Page excerpt:
•••••

Re: ULP RISCV SPI Simulation Using Bit-banging

Postby MicroController » Sun Feb 02, 2025 6:33 pm

The fastest way to iterate over an array "via a pointer" is usually:

Code: Select all

static const unsigned int MY_ARRAY_NUM_ELEMENTS = sizeof(my_array)/sizeof(my_array[0]));

uint32_t* ptr = &my_array[0];
uint32_t* const end = ptr + MY_ARRAY_NUM_ELEMENTS;

do {
  ...
  *ptr = ...;
  ptr += 1;
} while (ptr < end);
(Though gcc sometimes decides to "optimize" this back to a for-loop with an explicit index.)
Unrolling the loop and using literals for subscripts is still faster.

And collecting (up to) 32 bits is fastest like

Code: Select all

uint32_t bits = 0;
do {
...
  bits = (bits << 1) | nextBit;
...

•••••

Entries for labeling bounding boxes

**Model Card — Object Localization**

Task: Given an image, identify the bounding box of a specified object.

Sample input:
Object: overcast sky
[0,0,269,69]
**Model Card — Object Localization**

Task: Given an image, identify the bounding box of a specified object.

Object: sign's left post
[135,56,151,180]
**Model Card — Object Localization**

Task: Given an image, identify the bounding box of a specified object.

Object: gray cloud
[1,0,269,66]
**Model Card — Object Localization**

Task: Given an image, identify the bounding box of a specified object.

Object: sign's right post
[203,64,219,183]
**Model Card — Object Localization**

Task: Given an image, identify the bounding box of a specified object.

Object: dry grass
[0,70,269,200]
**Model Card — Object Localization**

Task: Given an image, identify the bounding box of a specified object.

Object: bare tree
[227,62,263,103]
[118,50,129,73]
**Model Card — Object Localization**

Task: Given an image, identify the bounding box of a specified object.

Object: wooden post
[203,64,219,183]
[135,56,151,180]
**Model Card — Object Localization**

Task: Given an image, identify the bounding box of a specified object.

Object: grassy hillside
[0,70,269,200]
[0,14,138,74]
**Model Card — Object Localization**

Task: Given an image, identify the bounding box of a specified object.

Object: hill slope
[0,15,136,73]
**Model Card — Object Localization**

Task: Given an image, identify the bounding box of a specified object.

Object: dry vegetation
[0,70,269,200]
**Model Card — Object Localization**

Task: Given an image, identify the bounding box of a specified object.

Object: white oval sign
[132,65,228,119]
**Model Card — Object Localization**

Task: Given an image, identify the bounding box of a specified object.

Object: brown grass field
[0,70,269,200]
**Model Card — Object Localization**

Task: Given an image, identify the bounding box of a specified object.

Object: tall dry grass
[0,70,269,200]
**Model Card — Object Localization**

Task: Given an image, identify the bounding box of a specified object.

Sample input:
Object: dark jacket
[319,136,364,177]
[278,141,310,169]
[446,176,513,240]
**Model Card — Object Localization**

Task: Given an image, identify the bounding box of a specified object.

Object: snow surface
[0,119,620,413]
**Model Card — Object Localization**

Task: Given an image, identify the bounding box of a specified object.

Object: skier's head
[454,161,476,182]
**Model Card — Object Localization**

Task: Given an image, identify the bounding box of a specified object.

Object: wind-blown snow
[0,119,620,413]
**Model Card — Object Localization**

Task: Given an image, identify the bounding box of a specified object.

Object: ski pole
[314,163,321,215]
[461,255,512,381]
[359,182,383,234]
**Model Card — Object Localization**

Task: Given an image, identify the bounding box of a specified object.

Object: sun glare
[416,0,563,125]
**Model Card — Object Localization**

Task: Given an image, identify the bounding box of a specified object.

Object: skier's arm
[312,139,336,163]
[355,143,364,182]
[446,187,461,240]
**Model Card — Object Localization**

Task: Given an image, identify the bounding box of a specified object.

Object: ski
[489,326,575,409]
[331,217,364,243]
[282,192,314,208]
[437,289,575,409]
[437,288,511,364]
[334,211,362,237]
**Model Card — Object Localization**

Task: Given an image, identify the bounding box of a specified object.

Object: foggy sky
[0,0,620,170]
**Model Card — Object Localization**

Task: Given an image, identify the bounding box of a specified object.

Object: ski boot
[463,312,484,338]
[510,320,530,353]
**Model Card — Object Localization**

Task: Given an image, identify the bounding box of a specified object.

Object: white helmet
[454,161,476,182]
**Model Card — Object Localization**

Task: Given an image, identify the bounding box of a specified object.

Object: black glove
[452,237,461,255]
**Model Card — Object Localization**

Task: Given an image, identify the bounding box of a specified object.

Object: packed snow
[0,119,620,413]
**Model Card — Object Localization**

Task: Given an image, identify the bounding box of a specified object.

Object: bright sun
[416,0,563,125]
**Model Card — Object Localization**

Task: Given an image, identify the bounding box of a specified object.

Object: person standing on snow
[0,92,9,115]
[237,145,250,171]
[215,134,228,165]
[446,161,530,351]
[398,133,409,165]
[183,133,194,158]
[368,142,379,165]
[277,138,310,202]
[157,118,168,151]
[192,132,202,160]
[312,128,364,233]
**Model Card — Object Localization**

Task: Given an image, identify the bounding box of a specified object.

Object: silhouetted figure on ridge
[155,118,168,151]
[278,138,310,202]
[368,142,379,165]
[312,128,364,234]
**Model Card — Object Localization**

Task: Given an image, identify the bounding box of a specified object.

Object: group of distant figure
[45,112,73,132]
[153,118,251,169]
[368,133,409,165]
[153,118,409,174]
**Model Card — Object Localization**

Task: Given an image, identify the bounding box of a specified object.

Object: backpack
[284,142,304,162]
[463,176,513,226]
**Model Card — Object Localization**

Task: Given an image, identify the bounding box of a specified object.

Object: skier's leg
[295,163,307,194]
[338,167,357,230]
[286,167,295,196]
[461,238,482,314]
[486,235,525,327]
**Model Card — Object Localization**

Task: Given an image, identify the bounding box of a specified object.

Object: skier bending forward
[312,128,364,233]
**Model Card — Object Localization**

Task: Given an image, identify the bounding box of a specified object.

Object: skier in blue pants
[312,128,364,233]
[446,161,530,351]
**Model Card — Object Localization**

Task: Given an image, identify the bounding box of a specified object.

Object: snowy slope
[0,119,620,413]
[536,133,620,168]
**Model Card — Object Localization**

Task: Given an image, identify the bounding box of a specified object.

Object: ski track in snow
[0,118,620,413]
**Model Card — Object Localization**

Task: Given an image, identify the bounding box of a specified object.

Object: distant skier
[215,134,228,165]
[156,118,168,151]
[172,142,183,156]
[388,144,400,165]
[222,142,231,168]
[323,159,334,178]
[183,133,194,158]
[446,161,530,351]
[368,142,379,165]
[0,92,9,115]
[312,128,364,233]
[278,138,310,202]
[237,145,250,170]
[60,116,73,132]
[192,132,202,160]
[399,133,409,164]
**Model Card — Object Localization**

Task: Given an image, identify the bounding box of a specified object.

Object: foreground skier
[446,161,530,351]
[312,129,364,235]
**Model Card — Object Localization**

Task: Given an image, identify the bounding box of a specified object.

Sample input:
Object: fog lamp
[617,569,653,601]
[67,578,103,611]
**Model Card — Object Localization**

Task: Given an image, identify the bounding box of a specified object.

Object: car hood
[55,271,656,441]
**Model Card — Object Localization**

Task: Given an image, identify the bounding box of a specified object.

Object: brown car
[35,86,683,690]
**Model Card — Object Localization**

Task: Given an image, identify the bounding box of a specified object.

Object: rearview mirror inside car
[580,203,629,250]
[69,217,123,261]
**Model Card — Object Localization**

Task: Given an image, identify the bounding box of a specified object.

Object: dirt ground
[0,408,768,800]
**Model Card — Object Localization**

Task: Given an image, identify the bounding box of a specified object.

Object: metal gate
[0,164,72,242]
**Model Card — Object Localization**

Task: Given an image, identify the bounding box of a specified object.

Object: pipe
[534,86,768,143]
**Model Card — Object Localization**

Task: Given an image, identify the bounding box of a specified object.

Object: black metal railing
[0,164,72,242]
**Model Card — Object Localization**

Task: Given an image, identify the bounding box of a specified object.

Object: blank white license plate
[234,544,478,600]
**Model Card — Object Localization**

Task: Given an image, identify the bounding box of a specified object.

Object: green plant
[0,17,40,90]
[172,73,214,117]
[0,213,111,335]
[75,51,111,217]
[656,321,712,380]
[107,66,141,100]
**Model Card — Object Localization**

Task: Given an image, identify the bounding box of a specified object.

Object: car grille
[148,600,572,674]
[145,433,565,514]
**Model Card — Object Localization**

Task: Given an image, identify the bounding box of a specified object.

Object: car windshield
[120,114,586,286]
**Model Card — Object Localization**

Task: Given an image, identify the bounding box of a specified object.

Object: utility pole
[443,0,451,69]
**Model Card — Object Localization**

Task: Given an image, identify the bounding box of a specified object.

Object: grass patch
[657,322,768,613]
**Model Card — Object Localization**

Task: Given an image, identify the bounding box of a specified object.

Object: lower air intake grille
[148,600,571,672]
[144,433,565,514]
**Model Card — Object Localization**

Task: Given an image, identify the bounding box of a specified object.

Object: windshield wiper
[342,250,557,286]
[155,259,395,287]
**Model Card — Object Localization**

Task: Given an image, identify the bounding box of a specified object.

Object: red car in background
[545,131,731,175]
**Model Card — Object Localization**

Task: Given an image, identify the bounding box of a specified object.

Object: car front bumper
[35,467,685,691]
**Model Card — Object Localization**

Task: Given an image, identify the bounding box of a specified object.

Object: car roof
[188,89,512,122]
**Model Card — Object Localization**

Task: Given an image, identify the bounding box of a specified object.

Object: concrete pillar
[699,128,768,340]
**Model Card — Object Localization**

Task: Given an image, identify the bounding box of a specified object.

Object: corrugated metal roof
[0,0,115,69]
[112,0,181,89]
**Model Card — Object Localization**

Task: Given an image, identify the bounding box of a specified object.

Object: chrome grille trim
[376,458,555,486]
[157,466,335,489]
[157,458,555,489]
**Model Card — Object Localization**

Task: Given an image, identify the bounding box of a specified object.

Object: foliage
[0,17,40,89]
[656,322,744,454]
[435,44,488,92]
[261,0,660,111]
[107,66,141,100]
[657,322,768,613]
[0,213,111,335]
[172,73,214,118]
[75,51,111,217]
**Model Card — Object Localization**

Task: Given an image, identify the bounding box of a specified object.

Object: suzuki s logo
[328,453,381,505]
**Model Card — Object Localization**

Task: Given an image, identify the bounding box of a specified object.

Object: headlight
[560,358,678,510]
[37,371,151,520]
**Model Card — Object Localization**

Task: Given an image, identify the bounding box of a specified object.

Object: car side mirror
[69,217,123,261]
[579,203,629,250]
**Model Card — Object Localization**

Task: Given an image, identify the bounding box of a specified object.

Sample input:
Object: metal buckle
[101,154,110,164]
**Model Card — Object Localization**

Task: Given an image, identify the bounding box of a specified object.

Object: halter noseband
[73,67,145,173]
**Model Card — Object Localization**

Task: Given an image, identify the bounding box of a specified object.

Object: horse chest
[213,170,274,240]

•••••

Written problem A:
Locate every line of the records that contains the word "white" and copy each of those lines out. Case counts.
Written problem B:
Go on with the forum post about SPI bit-banging from the point where it stops.
The records are unrelated to the forum post about SPI bit-banging.

Exercise answer A:
Object: white oval sign
Object: white helmet
Object: blank white license plate

Exercise answer B:
} while(...);

Honzik321
Posts: 52
Joined: Mon Apr 06, 2020 11:17 pm
Location: Czech Republic

Re: ULP RISCV SPI Simulation Using Bit-banging

Postby Honzik321 » Tue Feb 11, 2025 7:39 pm

Thank you for the tips! I tested all possibilities and combinations of data reading by uint8_t, uint16_t, and uint32_t types. Unfortunately, I couldn't achieve faster reading. Using a 32-bit array can speed up the process by approximately 10%, but at the cost of irregular bit lengths. I decided to stick with a uint8_t array and load data in 8-bit chunks. There is always a gap of approximately 9 µs between individual bytes, in which case the CLK for each byte is regular with a frequency of approximately 600 kHz.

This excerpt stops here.